* _Provided data_
Start

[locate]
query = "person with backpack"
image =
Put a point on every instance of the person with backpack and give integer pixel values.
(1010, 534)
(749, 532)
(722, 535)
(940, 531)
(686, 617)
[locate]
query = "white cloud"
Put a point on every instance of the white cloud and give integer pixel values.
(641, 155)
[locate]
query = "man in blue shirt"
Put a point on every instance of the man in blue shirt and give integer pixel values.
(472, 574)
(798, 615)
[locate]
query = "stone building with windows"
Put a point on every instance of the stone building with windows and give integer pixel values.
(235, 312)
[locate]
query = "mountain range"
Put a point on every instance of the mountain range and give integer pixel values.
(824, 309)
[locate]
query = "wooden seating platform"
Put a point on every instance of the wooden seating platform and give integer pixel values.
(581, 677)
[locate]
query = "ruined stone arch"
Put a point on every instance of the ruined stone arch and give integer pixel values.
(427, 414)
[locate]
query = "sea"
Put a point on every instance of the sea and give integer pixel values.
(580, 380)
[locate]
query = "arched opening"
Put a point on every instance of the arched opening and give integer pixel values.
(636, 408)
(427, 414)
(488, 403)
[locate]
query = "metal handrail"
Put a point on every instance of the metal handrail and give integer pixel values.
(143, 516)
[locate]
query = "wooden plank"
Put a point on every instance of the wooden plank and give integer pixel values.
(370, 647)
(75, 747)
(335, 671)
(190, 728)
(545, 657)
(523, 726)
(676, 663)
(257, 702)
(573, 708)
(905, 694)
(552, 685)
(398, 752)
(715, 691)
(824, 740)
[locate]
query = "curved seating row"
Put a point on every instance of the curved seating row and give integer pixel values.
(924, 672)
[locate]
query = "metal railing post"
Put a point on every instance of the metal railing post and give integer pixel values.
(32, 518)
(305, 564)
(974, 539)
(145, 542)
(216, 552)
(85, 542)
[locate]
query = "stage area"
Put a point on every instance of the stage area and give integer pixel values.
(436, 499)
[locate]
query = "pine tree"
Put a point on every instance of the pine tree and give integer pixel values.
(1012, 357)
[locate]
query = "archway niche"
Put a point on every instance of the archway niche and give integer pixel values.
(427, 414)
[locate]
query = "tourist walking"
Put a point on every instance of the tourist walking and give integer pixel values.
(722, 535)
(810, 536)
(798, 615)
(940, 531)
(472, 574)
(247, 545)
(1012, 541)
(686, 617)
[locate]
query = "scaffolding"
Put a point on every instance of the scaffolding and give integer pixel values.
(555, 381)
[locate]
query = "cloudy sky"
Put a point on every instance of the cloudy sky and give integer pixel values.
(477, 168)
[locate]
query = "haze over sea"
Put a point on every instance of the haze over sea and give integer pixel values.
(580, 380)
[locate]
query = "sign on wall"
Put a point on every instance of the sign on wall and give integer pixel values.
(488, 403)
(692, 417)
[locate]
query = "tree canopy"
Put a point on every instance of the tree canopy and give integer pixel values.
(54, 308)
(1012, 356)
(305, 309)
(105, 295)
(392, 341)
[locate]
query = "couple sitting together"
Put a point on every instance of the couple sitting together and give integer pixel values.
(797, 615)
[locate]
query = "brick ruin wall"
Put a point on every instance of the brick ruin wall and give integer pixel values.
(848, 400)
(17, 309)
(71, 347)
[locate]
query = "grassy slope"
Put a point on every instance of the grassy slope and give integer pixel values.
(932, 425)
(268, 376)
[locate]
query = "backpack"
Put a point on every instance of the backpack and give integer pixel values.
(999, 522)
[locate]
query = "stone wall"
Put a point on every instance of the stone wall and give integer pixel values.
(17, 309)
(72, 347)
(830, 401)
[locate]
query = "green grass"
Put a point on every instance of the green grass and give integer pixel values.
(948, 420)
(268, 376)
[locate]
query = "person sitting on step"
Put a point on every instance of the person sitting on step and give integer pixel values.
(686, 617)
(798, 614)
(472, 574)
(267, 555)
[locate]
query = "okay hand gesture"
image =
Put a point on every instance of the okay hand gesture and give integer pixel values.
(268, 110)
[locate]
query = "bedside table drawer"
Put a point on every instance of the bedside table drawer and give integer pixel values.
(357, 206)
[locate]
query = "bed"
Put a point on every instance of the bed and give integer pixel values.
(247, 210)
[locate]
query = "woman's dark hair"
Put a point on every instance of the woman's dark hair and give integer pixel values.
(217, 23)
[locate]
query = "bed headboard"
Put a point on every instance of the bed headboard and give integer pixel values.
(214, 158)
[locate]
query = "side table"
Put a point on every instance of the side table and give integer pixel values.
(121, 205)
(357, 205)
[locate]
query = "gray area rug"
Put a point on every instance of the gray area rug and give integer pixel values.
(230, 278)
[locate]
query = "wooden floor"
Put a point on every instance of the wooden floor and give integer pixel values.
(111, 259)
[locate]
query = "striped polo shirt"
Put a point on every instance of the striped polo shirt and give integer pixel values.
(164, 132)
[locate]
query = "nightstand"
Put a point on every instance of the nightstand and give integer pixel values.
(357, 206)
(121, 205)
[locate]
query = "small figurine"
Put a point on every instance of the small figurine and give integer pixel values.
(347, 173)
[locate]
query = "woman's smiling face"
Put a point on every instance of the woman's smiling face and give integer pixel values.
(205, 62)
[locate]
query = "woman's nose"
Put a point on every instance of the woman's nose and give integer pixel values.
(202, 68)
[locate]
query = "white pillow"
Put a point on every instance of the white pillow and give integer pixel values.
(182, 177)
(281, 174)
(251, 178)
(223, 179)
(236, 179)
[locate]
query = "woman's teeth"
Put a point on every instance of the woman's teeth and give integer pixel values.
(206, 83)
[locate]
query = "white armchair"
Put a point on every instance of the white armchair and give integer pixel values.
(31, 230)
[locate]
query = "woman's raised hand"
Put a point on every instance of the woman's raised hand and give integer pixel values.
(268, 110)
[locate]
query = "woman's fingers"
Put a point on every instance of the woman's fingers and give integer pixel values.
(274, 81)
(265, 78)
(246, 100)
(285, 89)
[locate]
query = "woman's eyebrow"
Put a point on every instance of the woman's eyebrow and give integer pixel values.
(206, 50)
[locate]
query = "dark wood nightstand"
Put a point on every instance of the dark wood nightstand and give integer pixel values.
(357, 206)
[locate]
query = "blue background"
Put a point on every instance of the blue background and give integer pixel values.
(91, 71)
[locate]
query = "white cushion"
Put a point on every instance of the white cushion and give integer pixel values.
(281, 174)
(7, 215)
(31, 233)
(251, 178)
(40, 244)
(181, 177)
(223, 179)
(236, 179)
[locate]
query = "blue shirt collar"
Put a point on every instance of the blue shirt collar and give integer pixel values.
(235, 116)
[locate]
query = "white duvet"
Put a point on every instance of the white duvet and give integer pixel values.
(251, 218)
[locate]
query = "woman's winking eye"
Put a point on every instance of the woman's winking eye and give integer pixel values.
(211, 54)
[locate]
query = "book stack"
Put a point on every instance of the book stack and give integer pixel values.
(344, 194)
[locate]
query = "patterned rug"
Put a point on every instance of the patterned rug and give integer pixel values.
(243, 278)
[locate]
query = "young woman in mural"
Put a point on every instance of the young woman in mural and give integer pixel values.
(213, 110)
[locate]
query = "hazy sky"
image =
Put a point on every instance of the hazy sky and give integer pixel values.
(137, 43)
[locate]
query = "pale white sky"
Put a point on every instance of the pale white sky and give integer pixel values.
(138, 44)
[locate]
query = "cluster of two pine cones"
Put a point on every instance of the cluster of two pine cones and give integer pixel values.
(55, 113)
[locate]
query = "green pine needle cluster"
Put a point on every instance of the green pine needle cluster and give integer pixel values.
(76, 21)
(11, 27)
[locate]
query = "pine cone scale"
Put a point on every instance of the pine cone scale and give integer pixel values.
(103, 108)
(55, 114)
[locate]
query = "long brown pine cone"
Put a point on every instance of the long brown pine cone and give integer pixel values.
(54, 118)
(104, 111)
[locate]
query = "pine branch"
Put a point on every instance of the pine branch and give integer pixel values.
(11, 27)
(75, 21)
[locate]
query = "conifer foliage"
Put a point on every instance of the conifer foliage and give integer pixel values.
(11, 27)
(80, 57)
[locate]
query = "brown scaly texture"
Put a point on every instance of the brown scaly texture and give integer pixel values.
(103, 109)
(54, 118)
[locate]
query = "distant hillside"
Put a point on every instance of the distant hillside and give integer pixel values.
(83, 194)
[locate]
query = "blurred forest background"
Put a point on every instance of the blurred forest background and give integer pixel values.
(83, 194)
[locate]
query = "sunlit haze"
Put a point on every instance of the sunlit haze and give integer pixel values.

End

* _What is needed_
Pick out every line of the items above that contains the word "couple" and copy each one in full.

* _Expected answer_
query = "couple sitting together"
Put a point on every instance of the couple sitting together and give integer pixel values.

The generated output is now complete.